** Start of Data for processing **
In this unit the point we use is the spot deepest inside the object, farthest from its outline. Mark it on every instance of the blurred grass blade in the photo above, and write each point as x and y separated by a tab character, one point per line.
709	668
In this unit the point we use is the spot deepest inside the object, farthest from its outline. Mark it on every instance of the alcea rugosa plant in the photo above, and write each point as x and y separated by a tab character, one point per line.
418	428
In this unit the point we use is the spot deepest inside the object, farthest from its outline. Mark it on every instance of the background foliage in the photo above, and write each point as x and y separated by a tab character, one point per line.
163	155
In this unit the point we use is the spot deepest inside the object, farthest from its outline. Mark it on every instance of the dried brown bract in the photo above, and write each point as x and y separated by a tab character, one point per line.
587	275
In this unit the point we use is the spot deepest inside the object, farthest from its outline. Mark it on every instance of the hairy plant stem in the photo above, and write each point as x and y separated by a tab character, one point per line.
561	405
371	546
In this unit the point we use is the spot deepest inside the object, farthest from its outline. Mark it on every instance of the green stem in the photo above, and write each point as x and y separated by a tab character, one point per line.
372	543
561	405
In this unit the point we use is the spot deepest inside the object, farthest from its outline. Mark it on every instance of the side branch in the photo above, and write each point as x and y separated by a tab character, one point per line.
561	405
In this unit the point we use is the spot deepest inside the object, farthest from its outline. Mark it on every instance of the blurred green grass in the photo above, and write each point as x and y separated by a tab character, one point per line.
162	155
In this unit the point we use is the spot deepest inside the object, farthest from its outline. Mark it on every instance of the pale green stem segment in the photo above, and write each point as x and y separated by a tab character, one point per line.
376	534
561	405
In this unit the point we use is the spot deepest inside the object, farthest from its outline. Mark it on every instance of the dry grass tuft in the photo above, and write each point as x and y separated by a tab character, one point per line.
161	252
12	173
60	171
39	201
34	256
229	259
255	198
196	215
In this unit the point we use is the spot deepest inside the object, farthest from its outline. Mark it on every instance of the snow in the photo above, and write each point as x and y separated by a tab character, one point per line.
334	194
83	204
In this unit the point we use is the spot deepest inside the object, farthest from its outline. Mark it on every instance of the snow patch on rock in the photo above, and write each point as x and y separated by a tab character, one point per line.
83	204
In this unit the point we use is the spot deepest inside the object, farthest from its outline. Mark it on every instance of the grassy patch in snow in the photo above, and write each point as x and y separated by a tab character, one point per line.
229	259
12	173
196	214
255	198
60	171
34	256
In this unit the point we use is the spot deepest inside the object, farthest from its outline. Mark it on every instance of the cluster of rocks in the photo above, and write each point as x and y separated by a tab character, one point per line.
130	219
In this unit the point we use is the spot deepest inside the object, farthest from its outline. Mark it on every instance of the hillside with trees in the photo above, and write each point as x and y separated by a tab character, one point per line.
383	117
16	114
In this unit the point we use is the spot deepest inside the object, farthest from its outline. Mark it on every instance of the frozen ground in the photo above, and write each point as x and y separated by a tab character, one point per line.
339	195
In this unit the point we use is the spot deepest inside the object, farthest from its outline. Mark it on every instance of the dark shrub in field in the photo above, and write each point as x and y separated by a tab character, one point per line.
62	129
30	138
** End of Data for processing **
(What is required)
Write out again every line of the data above, from the line with "of the frozen" up to and including the last line. Multiply each x and y coordinate in the answers by 2.5, rounding to whole numbers with halves going up.

(Correct result)
In this unit the point we use is the spot deepest inside the object, farthest from its outline. Mark it on every instance of the frozen ground in the photo above, and write each point as x and y separated by a tab character, one point per line.
848	488
In this unit the point we use is the spot deepest inside the object, farthest from its outline. Mark it on every instance of the dark shrub in field in the photo above, and write each point as x and y separated by a tab character, one point per line.
155	323
75	345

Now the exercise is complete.